[SUPPLIED RECORDS]
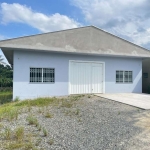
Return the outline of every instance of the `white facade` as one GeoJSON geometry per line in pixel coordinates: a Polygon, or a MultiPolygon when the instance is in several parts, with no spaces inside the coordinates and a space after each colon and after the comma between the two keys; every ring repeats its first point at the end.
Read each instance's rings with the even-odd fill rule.
{"type": "MultiPolygon", "coordinates": [[[[103,93],[141,93],[142,58],[104,57],[38,51],[14,51],[13,98],[70,94],[69,61],[101,62],[103,93]],[[55,83],[30,83],[30,68],[55,68],[55,83]],[[116,83],[116,71],[132,71],[132,83],[116,83]]],[[[96,79],[97,81],[98,79],[96,79]]]]}

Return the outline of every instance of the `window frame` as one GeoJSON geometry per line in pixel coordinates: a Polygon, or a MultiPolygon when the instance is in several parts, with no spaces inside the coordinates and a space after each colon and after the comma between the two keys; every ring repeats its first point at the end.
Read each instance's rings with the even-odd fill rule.
{"type": "MultiPolygon", "coordinates": [[[[117,82],[117,78],[116,78],[116,84],[133,84],[133,71],[132,70],[116,70],[116,76],[117,76],[117,71],[119,72],[123,72],[123,82],[117,82]],[[125,82],[125,72],[128,72],[128,82],[125,82]],[[132,73],[132,81],[129,81],[129,72],[132,73]]],[[[116,77],[115,76],[115,77],[116,77]]]]}
{"type": "Polygon", "coordinates": [[[29,67],[29,84],[55,84],[55,68],[53,67],[29,67]],[[41,82],[30,82],[30,69],[41,68],[42,69],[42,81],[41,82]],[[54,69],[54,82],[43,82],[43,69],[54,69]]]}

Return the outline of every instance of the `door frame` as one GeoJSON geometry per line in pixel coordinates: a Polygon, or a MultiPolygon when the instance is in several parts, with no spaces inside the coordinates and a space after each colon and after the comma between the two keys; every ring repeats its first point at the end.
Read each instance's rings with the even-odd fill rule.
{"type": "MultiPolygon", "coordinates": [[[[98,63],[98,64],[102,64],[103,65],[103,90],[102,90],[102,92],[103,93],[105,93],[105,62],[101,62],[101,61],[84,61],[84,60],[69,60],[69,70],[68,70],[68,93],[69,93],[69,95],[71,94],[71,92],[70,92],[70,87],[71,87],[71,85],[70,85],[70,67],[71,67],[71,65],[70,65],[70,63],[71,62],[78,62],[78,63],[98,63]]],[[[91,93],[91,94],[93,94],[93,93],[91,93]]]]}

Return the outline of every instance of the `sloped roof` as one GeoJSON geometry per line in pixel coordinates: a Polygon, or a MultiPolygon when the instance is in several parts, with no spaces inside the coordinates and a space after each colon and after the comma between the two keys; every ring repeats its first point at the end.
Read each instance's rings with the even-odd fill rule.
{"type": "Polygon", "coordinates": [[[94,26],[3,40],[0,41],[0,48],[9,62],[12,61],[11,55],[14,49],[150,57],[148,50],[94,26]]]}

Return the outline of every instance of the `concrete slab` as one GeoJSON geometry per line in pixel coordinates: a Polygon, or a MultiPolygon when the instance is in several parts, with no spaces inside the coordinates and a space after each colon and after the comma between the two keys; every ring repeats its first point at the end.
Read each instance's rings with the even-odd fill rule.
{"type": "Polygon", "coordinates": [[[124,103],[141,109],[150,109],[150,95],[136,93],[95,94],[116,102],[124,103]]]}

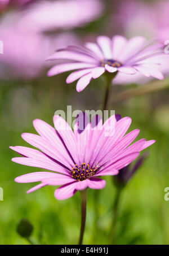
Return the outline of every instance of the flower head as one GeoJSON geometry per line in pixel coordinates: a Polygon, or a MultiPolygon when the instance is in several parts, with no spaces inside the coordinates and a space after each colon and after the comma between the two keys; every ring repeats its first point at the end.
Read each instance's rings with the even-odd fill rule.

[AIM] Reproduce, exactly and with nothing added, the lines from the one that includes "Return the outline of every instance of the flower" through the last line of the material.

[FINAL ANSWER]
Return the outline of every instance of the flower head as one GeoJSON geometry per line in pixel coordinates: a Polygon, or a MultiPolygon when the instance is in several parts, with no spaces inside the coordinates and a space after each colon and after the comma between the two keys; every ring repeats its first point at the end.
Read each instance's rings with the even-odd fill rule.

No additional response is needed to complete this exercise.